| TEXT FOR ANALYSIS |
Today, one of the panes in the lounge rooflights shattered. I only noticed it when I returned home. It can’t have happened long before I got it as it was still making a “tinkling” noise. It was the outer pane of a double glazed unit, so there was no mess inside the house.
We have had some really hot weather for the past couple of days, so I think it must have expanded it the heat.
We’ll have to work out how to get it replaced. But at least it isn’t about to fall inside the house as it is the outer pane that has gone.
These rooflights were supplied by Standard Patent Glazing over in Dewsbury. Someone came out within a couple of days and assessed the damage. It looks like something has hit the glass from the outside, but it is difficult to tell. Unfortunately, it was out of it’s warranty period and it cost us £400 to get it replaced. However, it was done within a couple of weeks and the whole process was pretty painless.
We applied Belzona 5122 to a couple of areas on the property that were particularly susceptible to wet weather. We have only ever applied it once (in February 2014) and it seems to have done the trick – no more water ingress problems.
So the question is: Six years later, is it still working?
Well, we have had some really wet weather recently and I took the opportunity to rephotograph the areas where we had applied the Belzona. You can’t see it dry days, so you have to wait until it is wet before trying to photograph it. For reference, I have also included a photograph from October 2014 (six months after it was first applied) so that you can see the difference. If you search on Belzona on this blog, you will find the original posts.

| SOURCE INFORMATION |
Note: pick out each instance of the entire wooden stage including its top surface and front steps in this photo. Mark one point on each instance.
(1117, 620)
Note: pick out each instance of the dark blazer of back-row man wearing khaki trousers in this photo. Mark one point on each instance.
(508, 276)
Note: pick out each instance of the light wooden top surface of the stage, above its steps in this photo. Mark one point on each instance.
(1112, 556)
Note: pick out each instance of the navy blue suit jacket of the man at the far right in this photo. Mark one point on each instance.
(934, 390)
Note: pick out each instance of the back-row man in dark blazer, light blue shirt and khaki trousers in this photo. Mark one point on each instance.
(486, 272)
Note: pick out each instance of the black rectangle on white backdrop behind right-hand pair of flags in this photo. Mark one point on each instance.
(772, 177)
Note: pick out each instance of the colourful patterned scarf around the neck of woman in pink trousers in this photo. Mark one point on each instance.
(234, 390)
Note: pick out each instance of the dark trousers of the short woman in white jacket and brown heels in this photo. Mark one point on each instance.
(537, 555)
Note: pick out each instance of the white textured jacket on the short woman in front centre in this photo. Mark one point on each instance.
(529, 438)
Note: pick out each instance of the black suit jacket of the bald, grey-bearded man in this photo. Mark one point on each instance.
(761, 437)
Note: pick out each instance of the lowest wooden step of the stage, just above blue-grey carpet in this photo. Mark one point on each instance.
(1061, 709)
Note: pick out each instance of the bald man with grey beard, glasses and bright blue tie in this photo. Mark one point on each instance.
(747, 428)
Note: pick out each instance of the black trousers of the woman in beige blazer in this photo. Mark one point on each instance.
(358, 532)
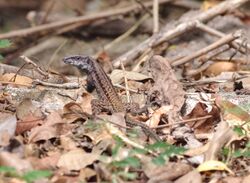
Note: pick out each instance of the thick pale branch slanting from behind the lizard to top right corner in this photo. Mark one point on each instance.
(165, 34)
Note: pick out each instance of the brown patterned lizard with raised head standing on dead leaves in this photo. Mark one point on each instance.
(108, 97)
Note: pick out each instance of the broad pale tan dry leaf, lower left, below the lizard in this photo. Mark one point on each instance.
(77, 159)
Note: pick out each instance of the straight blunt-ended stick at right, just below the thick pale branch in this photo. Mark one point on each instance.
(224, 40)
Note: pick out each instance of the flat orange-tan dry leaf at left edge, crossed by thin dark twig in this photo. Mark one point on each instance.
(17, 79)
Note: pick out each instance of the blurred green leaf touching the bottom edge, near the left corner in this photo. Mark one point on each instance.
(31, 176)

| QUESTIONS |
• a. Answer these questions using the home maintenance post:
(i) Which company supplied the rooflights?
(ii) How much did the replacement pane cost?
(iii) When was the Belzona 5122 applied?
• b. Pick up the home maintenance post after its final sentence and keep writing it.
The items play no part in this work.

| RESPONSES FOR EACH TASK |
• a.
(i) Standard Patent Glazing, in Dewsbury.
(ii) £400.
(iii) February 2014.

• b.
So six years on and it is still doing it’s job! In fact, the photographs seem to show that there really hasn’t been that much of a degradation of it’s effect. And there has been no water ingress! The good news is that you can still get it (try www.belzona.co.uk) – you will often see it referred to as “Clear Cadding”. It seemed expensive at the time, but it has more than done it’s job. All in all, pretty impressive!
February 2020 and 5 years later the Belzona 5122 is clearly still doing it’s job!
February 2020 and a close up view of the masonry after it has rained. The Belzona5122 was originally applied in February 2014!
October 2014! Here you can see the impact that the Belzona has had on the way the stonework is absorbing the rain water. I hadn’t really noticed this before as there is no impact on the colour of the stonework when it is dry.
We have two sets of bi-folding doors and they were met to be fitted before Christmas. The first set were installed fine. The second set unfortunately had been mis-measured and were 300mm too big. There was no alternative, they needed to be re-made. The mistake (fortunately) was down to the supplier and after a brief discussion they agreed to re-make the doors at their cost.
The re-made doors were installed (very successfully) today. It only took a couple of hours and we are really impressed with the results. The front elevation of the new extension certainly looks a lot better!
Here’s the opening in the master bedroom before the bifolding doors are installed. Ignore the fact that the back garden looks like a building site – the views are great.
The builders are finishing off the pointing on this elevation of the extension while the frames for the bi-folding doors are being installed.
The bi-folding doors certainly improve the appearance of the front elevation of the new extension.
There were two sets of bi-folding doors to be installed at the weekend. One set in the lounge and the other in the master bedroom. Both of them open out onto the sunken garden.
The first set went in without any hitches. However, the second set (the ones in the master bedroom) were 300mm too long. Argh. This is very frustrating as the company supplying the doors came out and measured the openings themselves. But this all happened over the weekend, so there was nothing for it, but to wait and sort it out on Monday morning.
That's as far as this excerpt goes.